**TASK TO CARRY OUT:** Find each line in the entries below that contains the string "officer" and copy those lines out. Case counts.

# Start of MATERIAL PROVIDED

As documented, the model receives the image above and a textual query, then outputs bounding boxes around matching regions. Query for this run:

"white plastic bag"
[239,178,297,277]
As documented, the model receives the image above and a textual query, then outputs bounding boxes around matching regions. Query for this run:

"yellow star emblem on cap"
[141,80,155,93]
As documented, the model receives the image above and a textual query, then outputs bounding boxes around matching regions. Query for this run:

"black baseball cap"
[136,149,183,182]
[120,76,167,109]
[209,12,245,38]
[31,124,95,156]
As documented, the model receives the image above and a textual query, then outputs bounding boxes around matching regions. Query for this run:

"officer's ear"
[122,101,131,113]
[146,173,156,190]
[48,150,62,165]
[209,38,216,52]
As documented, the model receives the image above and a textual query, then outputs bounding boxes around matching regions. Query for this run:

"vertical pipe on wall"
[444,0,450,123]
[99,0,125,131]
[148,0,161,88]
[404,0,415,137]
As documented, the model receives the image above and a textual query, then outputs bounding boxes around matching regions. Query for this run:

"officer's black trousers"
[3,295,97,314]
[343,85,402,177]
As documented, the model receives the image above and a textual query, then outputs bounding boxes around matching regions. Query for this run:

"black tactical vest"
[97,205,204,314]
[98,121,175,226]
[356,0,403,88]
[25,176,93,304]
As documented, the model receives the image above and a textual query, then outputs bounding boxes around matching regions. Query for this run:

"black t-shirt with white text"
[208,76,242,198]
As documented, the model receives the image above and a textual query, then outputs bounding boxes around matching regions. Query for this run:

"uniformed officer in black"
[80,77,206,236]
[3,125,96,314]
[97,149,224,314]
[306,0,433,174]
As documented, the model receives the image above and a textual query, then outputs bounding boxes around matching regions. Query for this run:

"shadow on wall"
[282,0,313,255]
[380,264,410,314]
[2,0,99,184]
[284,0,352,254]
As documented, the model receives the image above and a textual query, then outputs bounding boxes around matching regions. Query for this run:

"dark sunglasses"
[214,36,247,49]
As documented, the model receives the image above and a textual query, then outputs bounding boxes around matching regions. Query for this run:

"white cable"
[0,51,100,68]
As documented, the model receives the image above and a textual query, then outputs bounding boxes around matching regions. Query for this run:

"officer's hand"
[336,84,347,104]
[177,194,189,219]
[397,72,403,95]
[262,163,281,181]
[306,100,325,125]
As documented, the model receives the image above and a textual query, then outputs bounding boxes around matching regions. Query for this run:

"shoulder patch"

# End of MATERIAL PROVIDED

**RESPONSE:**
"officer's ear"
"officer's black trousers"
"uniformed officer in black"
"officer's hand"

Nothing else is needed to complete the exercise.